**EXCERPT PROVIDED**
---------------
CUDASecurity-ARR01

Do not form or use out-of-bounds array subscripts for CUDA kernels

Required inputs: IR, StaticSemanticAnalysis

This rule prevents accessing array elements beyond their allocated bounds within CUDA kernels.

Scope: Host, Device.
Audience: CUDA C++, CUDA Libraries.
Category: Required.
Hardware Applicability: All Compute Capabilities.
Rationale

Out-of-bounds array access in CUDA kernels can lead to undefined behavior, memory corruption, segmentation faults, or silent data corruption. The rule checks that array subscripts are properly validated against array dimensions before use, especially when using thread indices (threadIdx, blockIdx, blockDim, gridDim) to calculate array positions.

Example 1 (Good)
__global__ void vectorAdd(float* a, float* b, float* c, int n)
{
    int idx = blockIdx.x * blockDim.x + threadIdx.x;

    // Proper bounds checking before array access
    if (idx >= 0 && idx < n)
    {
        c[idx] = a[idx] + b[idx];
    }
}

int main()
{
    const int N = 1000;
    float *d_a, *d_b, *d_c;

    // Allocate GPU memory
    cudaMalloc(&d_a, N * sizeof(float));
    cudaMalloc(&d_b, N * sizeof(float));
    cudaMalloc(&d_c, N * sizeof(float));

    // Launch kernel with proper grid/block sizing
    int blockSize = 256;
    int numBlocks = (N + blockSize - 1) / blockSize;
    vectorAdd<<>>(d_a, d_b, d_c, N);

    cudaFree(d_a);
    cudaFree(d_b);
    cudaFree(d_c);
    return 0;
}
Example 2 (Bad)
__global__ void vectorAdd(float* a, float* b, float* c, int n)
{
    int idx = blockIdx.x * blockDim.x + threadIdx.x;

    // BAD: No bounds checking - may access beyond array limits
    c[idx] = a[idx] + b[idx];
}

__global__ void processArray(int* data, int size)
{
    int tid = threadIdx.x;

    // BAD: Assumes array has at least 1024 elements
    data[tid + 1024] = data[tid] * 2;

    // BAD: Using hardcoded offset without validation
    if (tid > 0)
    {
        data[tid - 1] = data[tid + 512]; // May exceed bounds
    }
}

int main()
{
    const int N = 1000;
    float *d_a, *d_b, *d_c;
    int* d_data;

    cudaMalloc(&d_a, N * sizeof(float));
    cudaMalloc(&d_b, N * sizeof(float));
    cudaMalloc(&d_c, N * sizeof(float));
    cudaMalloc(&d_data, 500 * sizeof(int)); // Only 500 elements allocated

    // BAD: Grid might create more threads than array elements
    int blockSize = 256;
    int numBlocks = 8; // Could launch 2048 threads for 1000 elements
    vectorAdd<<>>(d_a, d_b, d_c, N);

    // BAD: Kernel assumes 1024+ elements but only 500 allocated
    processArray<<<1, 256>>>(d_data, 500);

    cudaFree(d_a);
    cudaFree(d_b);
    cudaFree(d_c);
    cudaFree(d_data);
    return 0;
}
Excerpt from NVIDIA CUDA C++ Guidelines for robust and safety-critical programming, Version 3.0.1, Copyright (C) 2018-2023 NVIDIA Corporation.
---------------
[Data items]
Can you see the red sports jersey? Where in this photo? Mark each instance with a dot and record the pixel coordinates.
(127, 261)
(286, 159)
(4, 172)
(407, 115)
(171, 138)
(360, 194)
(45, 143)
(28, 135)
---------------
**SET EXERCISE**
Copy, word for word, the part of the CUDA array-bounds guideline above that opens with the words containing "Do not form" and closes with "C++, CUDA Libraries.".

**FINISHED ANSWER**
Do not form or use out-of-bounds array subscripts for CUDA kernels

Required inputs: IR, StaticSemanticAnalysis

This rule prevents accessing array elements beyond their allocated bounds within CUDA kernels.

Scope: Host, Device.
Audience: CUDA C++, CUDA Libraries.